What this task involves - Return verbatim the portion of the fish taco and breakfast burrito post below, starting with "Next comes cabbage, the" and going on through "you can produce.".

I’ve never done a recipe post before, but I have to talk about my breakfast burritos and fish tacos. In the small world of “me” they are legendary.

I’ve started surfing and my apetite is ravenous. Being from Southern California I have to – absolutely required to eat fish tacos.

Fish Tacos

The best place to enjoy a fish taco in Orange County is the secret spot, Bear Flag Fish Company. The place is always packed with surfing families, potheads, and high school dates. No need to recommend anything because you should try them all.

They also sell fish by the pound (sometimes local fish too). This is where I start my fish tacos by ordering up a pound and grill it at home.

Fish is the easiest thing in the world to BBQ. Just throw it on the grill, cut down the middle to check it out, and when dry but oily take it off.

Next comes cabbage, the secret fish taco ingredient. Not much taste to cabbage (red or green) but it is a crunchy-wet-filler for the fish.

Tortillas, say it like this: torrrr-tiya with as slick an accent as you can produce.

I use small corn tortillas that smell delicious, which as far as I can tell is the only way to determine quality. Heat them up a little first (10 seconds in microwave).

Lay the fish down first and the cabbage on top of it.

If you prefer the creamy route then lay down some sour cream with hot sauce on top. This is key, you must lay the hot sauce on the cream, it’s magical that way.

Vegetables, like pico-de-gallo (diced tomatoes, peppers, onions) or avocado round out the fillings.

Just remember that less is best, don’t make a potpourri.

 

Breakfast Burrito

The tacos are for dinner but in the morning it’s all about the breakfast burrito.

The challenge to making a good breakfast burrito are the potatoes. These crunchy delights serve up the best burritos but take forever to prepare. Your best bet is to pre-cook them on a weekend or something and make a huge batch.

Boil them, then pan-sear ’em (turn pan on high, burn/crisp as much as possible, maybe use oil).

With taters in hand move on to the typical ingredients: large flour tortillas (heated in microwave, 10 seconds), eggs, sour cream, pico, avocado, sausage, etc.

The key is to combine the taters and warm tortillas with the best ingredients on hand. If needing protein go for a meat (sausage or soy-rizo, which is spicy tofu) or eggs (scrambled vs easy). If not, go the vegetarian route.

I only buy food at the farmers market so the ingredients always change. Right now the best item I’ve found are bean sprouts, I don’t know what kind but they are tasty and healthy.

Enjoy making your Mexican-American feast and share any tips you have!

Saved entries
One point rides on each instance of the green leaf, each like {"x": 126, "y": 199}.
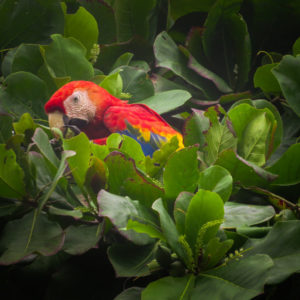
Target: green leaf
{"x": 254, "y": 131}
{"x": 243, "y": 171}
{"x": 113, "y": 84}
{"x": 79, "y": 163}
{"x": 82, "y": 26}
{"x": 41, "y": 140}
{"x": 169, "y": 56}
{"x": 194, "y": 128}
{"x": 81, "y": 238}
{"x": 125, "y": 179}
{"x": 240, "y": 279}
{"x": 204, "y": 207}
{"x": 133, "y": 293}
{"x": 11, "y": 175}
{"x": 287, "y": 167}
{"x": 175, "y": 288}
{"x": 216, "y": 179}
{"x": 180, "y": 208}
{"x": 238, "y": 214}
{"x": 282, "y": 245}
{"x": 137, "y": 83}
{"x": 205, "y": 73}
{"x": 218, "y": 138}
{"x": 169, "y": 229}
{"x": 226, "y": 42}
{"x": 288, "y": 75}
{"x": 179, "y": 8}
{"x": 145, "y": 228}
{"x": 24, "y": 92}
{"x": 27, "y": 58}
{"x": 131, "y": 147}
{"x": 25, "y": 123}
{"x": 132, "y": 18}
{"x": 296, "y": 47}
{"x": 130, "y": 260}
{"x": 119, "y": 210}
{"x": 66, "y": 57}
{"x": 105, "y": 16}
{"x": 214, "y": 251}
{"x": 56, "y": 179}
{"x": 123, "y": 60}
{"x": 33, "y": 233}
{"x": 29, "y": 22}
{"x": 181, "y": 172}
{"x": 77, "y": 214}
{"x": 6, "y": 128}
{"x": 166, "y": 101}
{"x": 265, "y": 80}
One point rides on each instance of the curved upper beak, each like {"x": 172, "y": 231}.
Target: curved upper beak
{"x": 56, "y": 120}
{"x": 61, "y": 121}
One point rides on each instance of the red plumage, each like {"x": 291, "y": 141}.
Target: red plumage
{"x": 106, "y": 114}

Your solution -
Next comes cabbage, the secret fish taco ingredient. Not much taste to cabbage (red or green) but it is a crunchy-wet-filler for the fish.

Tortillas, say it like this: torrrr-tiya with as slick an accent as you can produce.